___ ENTRIES

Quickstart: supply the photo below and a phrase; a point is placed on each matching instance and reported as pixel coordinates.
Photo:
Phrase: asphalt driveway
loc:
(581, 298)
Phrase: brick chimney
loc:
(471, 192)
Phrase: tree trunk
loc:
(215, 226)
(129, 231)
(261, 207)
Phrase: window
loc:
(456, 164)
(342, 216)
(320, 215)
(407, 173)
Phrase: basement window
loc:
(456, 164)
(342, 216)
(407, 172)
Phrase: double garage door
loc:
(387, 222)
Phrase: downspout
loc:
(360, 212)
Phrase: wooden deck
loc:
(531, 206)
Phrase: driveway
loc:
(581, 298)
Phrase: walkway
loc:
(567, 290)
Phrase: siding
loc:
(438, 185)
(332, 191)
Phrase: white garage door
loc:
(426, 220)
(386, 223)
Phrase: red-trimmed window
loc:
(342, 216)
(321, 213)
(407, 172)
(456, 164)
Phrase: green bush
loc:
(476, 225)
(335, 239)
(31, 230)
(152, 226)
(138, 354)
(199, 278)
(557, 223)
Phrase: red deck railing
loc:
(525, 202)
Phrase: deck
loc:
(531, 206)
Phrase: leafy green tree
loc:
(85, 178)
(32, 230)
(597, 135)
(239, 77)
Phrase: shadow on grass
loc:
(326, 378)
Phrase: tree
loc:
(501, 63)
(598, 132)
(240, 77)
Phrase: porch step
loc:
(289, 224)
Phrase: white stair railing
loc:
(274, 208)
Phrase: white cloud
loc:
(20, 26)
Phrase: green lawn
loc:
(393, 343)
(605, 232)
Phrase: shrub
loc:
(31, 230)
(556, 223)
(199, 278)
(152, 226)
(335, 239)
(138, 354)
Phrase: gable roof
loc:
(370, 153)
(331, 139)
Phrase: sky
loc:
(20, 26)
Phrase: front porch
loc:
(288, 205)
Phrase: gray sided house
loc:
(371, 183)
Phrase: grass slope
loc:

______

=== WORK TO DO ===
Arrange the lines of the data above into a Markdown table with two columns, No. (the row number) and Line (the line itself). Cover all the data and leave out blank lines.

=== RESPONSE TO THIS TASK ===
| No. | Line |
|---|---|
| 1 | Quickstart: supply the photo below and a phrase; a point is placed on each matching instance and reported as pixel coordinates. |
| 2 | Photo: |
| 3 | Phrase: asphalt driveway |
| 4 | loc: |
| 5 | (581, 298) |
| 6 | Phrase: brick chimney |
| 7 | loc: |
| 8 | (471, 192) |
| 9 | Phrase: tree trunk |
| 10 | loc: |
| 11 | (215, 226) |
| 12 | (129, 231) |
| 13 | (261, 207) |
| 14 | Phrase: window |
| 15 | loc: |
| 16 | (456, 164) |
| 17 | (342, 216) |
| 18 | (320, 215) |
| 19 | (407, 173) |
| 20 | Phrase: basement window |
| 21 | loc: |
| 22 | (456, 164) |
| 23 | (342, 216) |
| 24 | (407, 172) |
| 25 | Phrase: double garage door |
| 26 | loc: |
| 27 | (387, 222) |
| 28 | Phrase: downspout |
| 29 | loc: |
| 30 | (360, 212) |
| 31 | Phrase: wooden deck |
| 32 | loc: |
| 33 | (531, 206) |
| 34 | Phrase: driveway |
| 35 | loc: |
| 36 | (581, 298) |
| 37 | Phrase: walkway |
| 38 | loc: |
| 39 | (567, 290) |
| 40 | Phrase: siding |
| 41 | loc: |
| 42 | (438, 185) |
| 43 | (332, 191) |
| 44 | Phrase: white garage door |
| 45 | loc: |
| 46 | (426, 220) |
| 47 | (386, 223) |
| 48 | Phrase: red-trimmed window |
| 49 | loc: |
| 50 | (342, 216) |
| 51 | (321, 213) |
| 52 | (407, 172) |
| 53 | (456, 164) |
| 54 | Phrase: green bush |
| 55 | loc: |
| 56 | (476, 225) |
| 57 | (335, 239) |
| 58 | (31, 230) |
| 59 | (152, 226) |
| 60 | (138, 354) |
| 61 | (199, 278) |
| 62 | (557, 223) |
| 63 | Phrase: red deck railing |
| 64 | loc: |
| 65 | (525, 202) |
| 66 | Phrase: deck |
| 67 | loc: |
| 68 | (531, 206) |
| 69 | Phrase: leafy green tree |
| 70 | loc: |
| 71 | (85, 178) |
| 72 | (32, 230) |
| 73 | (597, 135) |
| 74 | (239, 77) |
| 75 | Phrase: shadow on grass |
| 76 | loc: |
| 77 | (326, 378) |
| 78 | Phrase: tree |
| 79 | loc: |
| 80 | (501, 63) |
| 81 | (598, 132) |
| 82 | (240, 77) |
| 83 | Phrase: porch step |
| 84 | loc: |
| 85 | (289, 224) |
| 86 | Phrase: white stair railing |
| 87 | loc: |
| 88 | (274, 208) |
| 89 | Phrase: white cloud |
| 90 | loc: |
| 91 | (20, 26) |
| 92 | Phrase: green lawn |
| 93 | loc: |
| 94 | (393, 343) |
| 95 | (605, 232) |
| 96 | Phrase: shrub |
| 97 | loc: |
| 98 | (31, 230) |
| 99 | (556, 223) |
| 100 | (199, 278) |
| 101 | (152, 226) |
| 102 | (335, 239) |
| 103 | (138, 354) |
| 104 | Phrase: gable roof |
| 105 | loc: |
| 106 | (370, 153) |
| 107 | (331, 139) |
| 108 | Phrase: sky |
| 109 | loc: |
| 110 | (20, 26) |
| 111 | Phrase: front porch |
| 112 | loc: |
| 113 | (288, 205) |
| 114 | Phrase: gray sided house |
| 115 | loc: |
| 116 | (371, 183) |
| 117 | Phrase: grass slope |
| 118 | loc: |